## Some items
+++

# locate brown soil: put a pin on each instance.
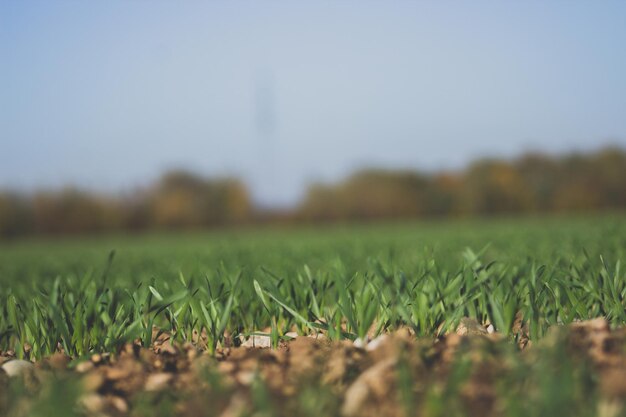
(394, 375)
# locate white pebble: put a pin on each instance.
(17, 367)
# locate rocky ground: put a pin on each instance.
(575, 370)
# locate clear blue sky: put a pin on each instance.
(109, 94)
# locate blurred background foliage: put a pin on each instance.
(181, 200)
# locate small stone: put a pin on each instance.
(17, 367)
(158, 382)
(119, 404)
(258, 341)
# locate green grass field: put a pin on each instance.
(371, 278)
(82, 296)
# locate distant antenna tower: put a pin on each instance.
(264, 104)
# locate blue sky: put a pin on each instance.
(109, 94)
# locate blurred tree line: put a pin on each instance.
(531, 183)
(181, 200)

+++

## EXERCISE BRIEF
Could you render every line of the items above as a JSON list of strings, one string per line, skipping blank lines and leaving the pictures out?

## EXERCISE RESPONSE
[
  "# locate brown soil: put a pin on each instance.",
  "(394, 375)",
  "# locate white pebble: put a pin on each instance.",
  "(17, 367)",
  "# locate rocky ground: put a pin on each instance.",
  "(575, 370)",
  "# locate clear blue sky: put a pin on each instance.",
  "(109, 94)",
  "# locate blurred background foliage: put a pin on each instance.",
  "(181, 200)",
  "# locate small stone: put a pin on each instance.",
  "(17, 367)",
  "(158, 382)",
  "(119, 404)",
  "(258, 341)",
  "# locate green grass field: put a pin on each instance.",
  "(371, 278)",
  "(82, 296)",
  "# locate distant antenna tower: put a pin on each instance.",
  "(264, 104)",
  "# locate blue sky: put a pin on each instance.",
  "(109, 94)",
  "# locate blurred tree line: put a pin on each instance.",
  "(531, 183)",
  "(181, 200)"
]